Nothing but the lines from the one containing "Target: welder's arm" through the last line of the data below should be returned, each exactly as it stands, pictures excluded.

===== EXERCISE INPUTS =====

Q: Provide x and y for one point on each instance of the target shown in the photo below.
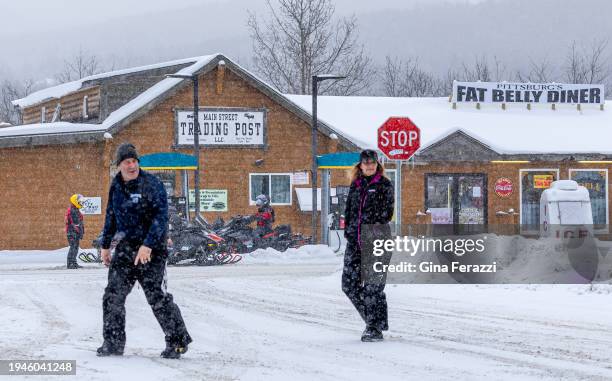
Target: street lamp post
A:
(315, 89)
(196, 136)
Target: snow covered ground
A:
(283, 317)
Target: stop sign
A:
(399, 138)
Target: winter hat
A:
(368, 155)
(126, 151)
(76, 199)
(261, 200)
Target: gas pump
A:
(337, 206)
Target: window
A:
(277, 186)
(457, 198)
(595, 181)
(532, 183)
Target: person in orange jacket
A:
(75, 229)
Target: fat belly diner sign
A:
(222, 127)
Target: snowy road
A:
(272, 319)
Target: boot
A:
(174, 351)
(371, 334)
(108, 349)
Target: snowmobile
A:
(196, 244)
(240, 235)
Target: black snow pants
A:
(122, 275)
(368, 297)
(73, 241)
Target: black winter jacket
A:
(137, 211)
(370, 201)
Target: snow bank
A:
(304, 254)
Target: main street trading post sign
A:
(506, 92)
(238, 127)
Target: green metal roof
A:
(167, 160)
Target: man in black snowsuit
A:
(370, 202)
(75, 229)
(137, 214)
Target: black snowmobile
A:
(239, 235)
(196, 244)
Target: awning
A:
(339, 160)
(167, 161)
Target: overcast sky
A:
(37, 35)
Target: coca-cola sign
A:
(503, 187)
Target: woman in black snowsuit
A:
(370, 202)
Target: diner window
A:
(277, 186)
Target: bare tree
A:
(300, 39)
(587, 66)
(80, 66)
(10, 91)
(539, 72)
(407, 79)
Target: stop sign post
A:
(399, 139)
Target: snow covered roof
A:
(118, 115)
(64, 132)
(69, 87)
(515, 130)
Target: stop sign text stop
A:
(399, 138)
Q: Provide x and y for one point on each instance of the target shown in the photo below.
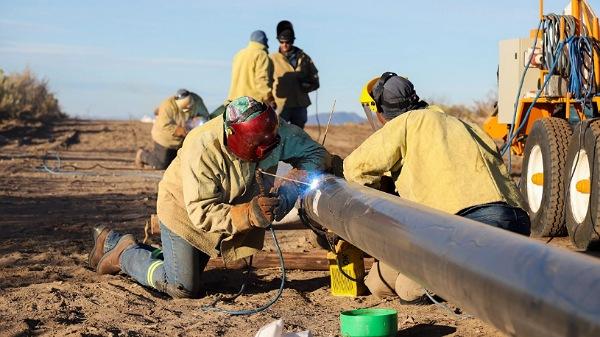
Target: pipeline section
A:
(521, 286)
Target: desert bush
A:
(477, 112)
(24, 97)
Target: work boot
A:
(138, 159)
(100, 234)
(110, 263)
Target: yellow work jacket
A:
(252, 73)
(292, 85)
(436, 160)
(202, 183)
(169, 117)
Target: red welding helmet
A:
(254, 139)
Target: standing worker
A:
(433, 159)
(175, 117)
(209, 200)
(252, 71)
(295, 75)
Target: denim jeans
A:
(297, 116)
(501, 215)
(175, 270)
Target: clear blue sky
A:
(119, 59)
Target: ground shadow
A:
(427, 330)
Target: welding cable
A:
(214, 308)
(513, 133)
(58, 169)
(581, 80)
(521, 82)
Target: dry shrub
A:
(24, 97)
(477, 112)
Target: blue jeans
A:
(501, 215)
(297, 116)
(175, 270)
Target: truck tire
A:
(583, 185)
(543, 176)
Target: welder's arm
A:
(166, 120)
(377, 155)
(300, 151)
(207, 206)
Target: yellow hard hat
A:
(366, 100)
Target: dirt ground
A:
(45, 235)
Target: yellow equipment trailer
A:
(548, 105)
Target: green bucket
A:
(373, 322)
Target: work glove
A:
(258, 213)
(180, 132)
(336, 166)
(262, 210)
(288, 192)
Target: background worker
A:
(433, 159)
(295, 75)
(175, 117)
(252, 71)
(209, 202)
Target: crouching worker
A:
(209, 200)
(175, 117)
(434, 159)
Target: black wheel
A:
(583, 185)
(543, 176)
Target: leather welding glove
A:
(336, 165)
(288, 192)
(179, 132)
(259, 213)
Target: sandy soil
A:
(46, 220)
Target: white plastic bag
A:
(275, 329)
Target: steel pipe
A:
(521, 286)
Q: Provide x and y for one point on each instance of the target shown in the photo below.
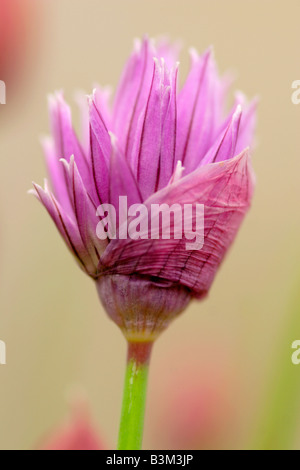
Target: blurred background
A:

=====

*TASK RESPONSE:*
Target: welder's arm
A:
(166, 120)
(377, 155)
(300, 151)
(207, 206)
Target: yellow hard hat
A:
(366, 100)
Target: dirt ground
A:
(45, 235)
Target: yellow equipment trailer
A:
(548, 105)
Target: green bucket
A:
(373, 322)
Target: work glove
A:
(258, 213)
(180, 132)
(336, 166)
(262, 210)
(288, 192)
Target: background worker
A:
(433, 159)
(295, 75)
(175, 117)
(252, 71)
(209, 202)
Target: crouching worker
A:
(209, 200)
(175, 117)
(434, 159)
Target: black wheel
A:
(583, 185)
(543, 176)
Target: leather welding glove
A:
(336, 165)
(288, 192)
(179, 132)
(259, 213)
Target: sandy soil
A:
(46, 220)
Target: white plastic bag
A:
(275, 329)
Target: steel pipe
A:
(521, 286)
Q: Provide x and y for one point on each instance of the target shown in the photo below.
Target: blurred background
A:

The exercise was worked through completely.